__Problem requirements__
Can you copy, word for word, the stretch of lines from the one containing "Category: tile floor" through the last line below?
###
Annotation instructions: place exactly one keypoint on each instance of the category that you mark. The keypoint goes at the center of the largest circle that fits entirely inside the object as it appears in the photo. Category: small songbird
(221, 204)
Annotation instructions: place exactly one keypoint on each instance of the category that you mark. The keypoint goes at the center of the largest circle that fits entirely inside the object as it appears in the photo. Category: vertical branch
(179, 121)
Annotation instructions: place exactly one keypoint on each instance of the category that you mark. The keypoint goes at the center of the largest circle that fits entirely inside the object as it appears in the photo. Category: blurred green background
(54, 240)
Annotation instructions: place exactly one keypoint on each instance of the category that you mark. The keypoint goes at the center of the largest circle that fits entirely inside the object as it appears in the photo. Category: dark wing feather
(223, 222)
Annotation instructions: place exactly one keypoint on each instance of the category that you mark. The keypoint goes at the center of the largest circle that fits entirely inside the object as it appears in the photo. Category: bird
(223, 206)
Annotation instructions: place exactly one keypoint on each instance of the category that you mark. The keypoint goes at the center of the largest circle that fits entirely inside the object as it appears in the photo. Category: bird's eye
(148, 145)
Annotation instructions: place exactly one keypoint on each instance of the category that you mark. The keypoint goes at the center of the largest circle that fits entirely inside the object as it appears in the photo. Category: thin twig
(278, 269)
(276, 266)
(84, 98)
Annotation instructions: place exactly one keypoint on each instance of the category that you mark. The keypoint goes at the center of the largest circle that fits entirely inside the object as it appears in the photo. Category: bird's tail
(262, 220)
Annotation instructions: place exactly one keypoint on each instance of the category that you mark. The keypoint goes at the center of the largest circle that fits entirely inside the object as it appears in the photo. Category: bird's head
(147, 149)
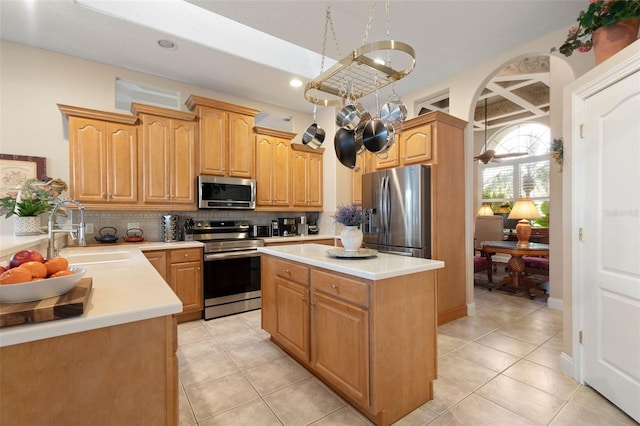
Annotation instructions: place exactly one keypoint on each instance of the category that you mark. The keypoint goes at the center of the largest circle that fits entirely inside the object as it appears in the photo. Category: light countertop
(380, 267)
(126, 288)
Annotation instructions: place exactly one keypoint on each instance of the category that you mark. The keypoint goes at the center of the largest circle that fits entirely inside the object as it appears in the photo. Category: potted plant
(619, 16)
(351, 217)
(30, 200)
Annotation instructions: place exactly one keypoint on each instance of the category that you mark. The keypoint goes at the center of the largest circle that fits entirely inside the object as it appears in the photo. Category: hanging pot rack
(363, 74)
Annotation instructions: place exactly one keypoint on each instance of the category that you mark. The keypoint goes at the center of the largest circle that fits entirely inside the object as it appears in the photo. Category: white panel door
(610, 251)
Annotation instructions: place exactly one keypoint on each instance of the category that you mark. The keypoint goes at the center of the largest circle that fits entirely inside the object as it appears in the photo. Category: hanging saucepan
(378, 136)
(394, 112)
(314, 135)
(345, 146)
(352, 116)
(106, 237)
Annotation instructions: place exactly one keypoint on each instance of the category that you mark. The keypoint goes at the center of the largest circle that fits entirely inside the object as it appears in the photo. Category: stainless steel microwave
(226, 193)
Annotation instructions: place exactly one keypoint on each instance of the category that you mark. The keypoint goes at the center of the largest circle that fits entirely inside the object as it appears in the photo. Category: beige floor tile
(276, 374)
(507, 344)
(446, 394)
(345, 416)
(448, 343)
(478, 411)
(212, 366)
(252, 413)
(463, 372)
(219, 395)
(531, 403)
(587, 397)
(189, 351)
(544, 378)
(186, 417)
(303, 403)
(487, 357)
(418, 417)
(254, 353)
(547, 356)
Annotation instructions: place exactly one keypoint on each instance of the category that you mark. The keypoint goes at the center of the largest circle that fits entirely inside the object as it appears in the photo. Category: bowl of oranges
(30, 277)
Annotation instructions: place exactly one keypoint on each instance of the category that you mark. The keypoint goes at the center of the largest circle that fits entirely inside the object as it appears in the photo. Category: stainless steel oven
(231, 278)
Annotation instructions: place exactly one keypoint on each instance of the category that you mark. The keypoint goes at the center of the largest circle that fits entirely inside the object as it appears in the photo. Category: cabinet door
(299, 178)
(415, 145)
(122, 163)
(340, 345)
(314, 183)
(87, 148)
(182, 160)
(186, 282)
(156, 159)
(158, 260)
(280, 173)
(241, 147)
(213, 141)
(292, 326)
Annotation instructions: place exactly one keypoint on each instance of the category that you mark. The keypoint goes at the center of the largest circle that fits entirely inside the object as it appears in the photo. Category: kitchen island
(114, 364)
(365, 326)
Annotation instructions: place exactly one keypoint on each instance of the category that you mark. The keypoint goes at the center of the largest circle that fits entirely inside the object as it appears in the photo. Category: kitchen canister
(169, 228)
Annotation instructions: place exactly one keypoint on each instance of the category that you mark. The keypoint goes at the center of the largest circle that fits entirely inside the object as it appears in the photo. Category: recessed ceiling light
(166, 44)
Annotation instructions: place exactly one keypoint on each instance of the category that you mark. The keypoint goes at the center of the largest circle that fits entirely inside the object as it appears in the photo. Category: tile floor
(499, 367)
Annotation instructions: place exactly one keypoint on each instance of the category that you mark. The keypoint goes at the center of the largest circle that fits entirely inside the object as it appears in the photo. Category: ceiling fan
(489, 154)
###
__Reply__
Annotation instructions: place exactly one keypoint on each instance of the category that you mark. The keypoint goes at the center of the largest circle that fits entirely inside the object as it appears in the photo. Category: tile floor
(499, 367)
Annotation instructions: place exactly one keypoint on each instance of the category that you mark. The keypoint goes at the center of the largest circle that fits entirely inside the object as it appears in the photo. Category: ceiling fan
(489, 154)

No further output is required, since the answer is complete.